EXERCISE GOAL: Please reproduce every record, keeping each one exactly as written.

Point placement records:
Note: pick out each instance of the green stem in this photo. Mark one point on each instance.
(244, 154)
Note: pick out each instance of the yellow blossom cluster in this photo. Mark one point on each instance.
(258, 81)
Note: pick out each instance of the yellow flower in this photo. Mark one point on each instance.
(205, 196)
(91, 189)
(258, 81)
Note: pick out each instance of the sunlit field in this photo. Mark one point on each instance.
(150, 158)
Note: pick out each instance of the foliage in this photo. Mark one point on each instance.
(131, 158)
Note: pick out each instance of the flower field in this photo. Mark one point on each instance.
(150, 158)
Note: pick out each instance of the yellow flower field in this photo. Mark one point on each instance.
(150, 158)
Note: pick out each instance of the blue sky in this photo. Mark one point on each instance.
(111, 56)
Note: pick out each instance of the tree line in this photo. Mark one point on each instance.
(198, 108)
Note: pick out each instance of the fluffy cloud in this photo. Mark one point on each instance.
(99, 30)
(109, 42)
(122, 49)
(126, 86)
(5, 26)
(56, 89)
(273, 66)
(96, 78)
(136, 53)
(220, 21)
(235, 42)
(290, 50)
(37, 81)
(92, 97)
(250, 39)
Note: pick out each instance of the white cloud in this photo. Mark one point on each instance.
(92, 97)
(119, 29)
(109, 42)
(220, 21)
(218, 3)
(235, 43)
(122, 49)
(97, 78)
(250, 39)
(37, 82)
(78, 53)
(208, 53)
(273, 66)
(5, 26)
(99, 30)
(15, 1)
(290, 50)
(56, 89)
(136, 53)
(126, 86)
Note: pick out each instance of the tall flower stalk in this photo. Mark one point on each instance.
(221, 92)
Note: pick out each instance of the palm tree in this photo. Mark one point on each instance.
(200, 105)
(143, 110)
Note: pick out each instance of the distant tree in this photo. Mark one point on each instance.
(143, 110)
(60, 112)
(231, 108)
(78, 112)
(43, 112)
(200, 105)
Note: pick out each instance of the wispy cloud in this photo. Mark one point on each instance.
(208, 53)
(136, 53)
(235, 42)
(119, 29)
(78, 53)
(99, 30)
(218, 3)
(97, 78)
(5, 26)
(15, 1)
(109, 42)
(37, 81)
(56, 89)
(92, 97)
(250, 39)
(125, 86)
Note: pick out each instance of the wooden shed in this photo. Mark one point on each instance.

SOLUTION TO THE EXERCISE:
Note: pick out each instance of the green stem in this photo. Mark one point on each instance.
(244, 154)
Note: pick out each instance of the yellow blossom cluster in this photo. Mark one point on each instance.
(258, 81)
Note: pick out each instance of the yellow flower in this photo. Mark one point on each instance.
(205, 196)
(91, 189)
(258, 81)
Note: pick out each instance of the sunlit field in this photo. Mark one point on each instance.
(150, 158)
Note: pick out each instance of the foliage in this photo. Mark one point on each instance.
(131, 158)
Note: pick out each instance of the flower field in this photo. Mark one point on each instance.
(150, 158)
Note: pick out each instance of the yellow flower field in this photo. Mark one point on each instance.
(150, 158)
Note: pick out each instance of the blue sky in this photo. Mark one point on each instance.
(111, 56)
Note: pick out each instance of the tree line in this photo. Mark one point on each instance.
(198, 108)
Note: pick out each instance of the fluffy cloud in this photo. Mark one point on each instance.
(99, 30)
(109, 42)
(122, 49)
(126, 86)
(5, 26)
(56, 89)
(273, 66)
(96, 78)
(136, 53)
(220, 21)
(235, 42)
(290, 50)
(37, 81)
(92, 97)
(250, 39)
Note: pick out each instance of the white cloud in this photo. Mark one point on each instance.
(92, 97)
(119, 29)
(109, 42)
(220, 21)
(218, 3)
(235, 43)
(122, 49)
(97, 78)
(250, 39)
(37, 82)
(78, 53)
(208, 53)
(273, 66)
(5, 26)
(99, 30)
(15, 1)
(290, 50)
(56, 89)
(136, 53)
(126, 86)
Note: pick out each instance of the tall flower stalk in this photo. Mark one point on each instance.
(221, 92)
Note: pick out each instance of the palm tree in this photo. Mark one point on each instance.
(200, 105)
(143, 110)
Note: pick out each instance of the distant tree in this photo. Mark one point on each instance.
(143, 110)
(60, 112)
(231, 108)
(78, 112)
(43, 112)
(200, 105)
Note: pick out each instance of the wispy cloud in this photo. Mark one point on each instance.
(208, 53)
(136, 53)
(235, 42)
(119, 29)
(78, 53)
(99, 30)
(218, 3)
(97, 78)
(5, 26)
(15, 1)
(109, 42)
(37, 81)
(56, 89)
(92, 97)
(250, 39)
(125, 86)
Note: pick out each instance of the wooden shed in this photo. Mark one point on each instance.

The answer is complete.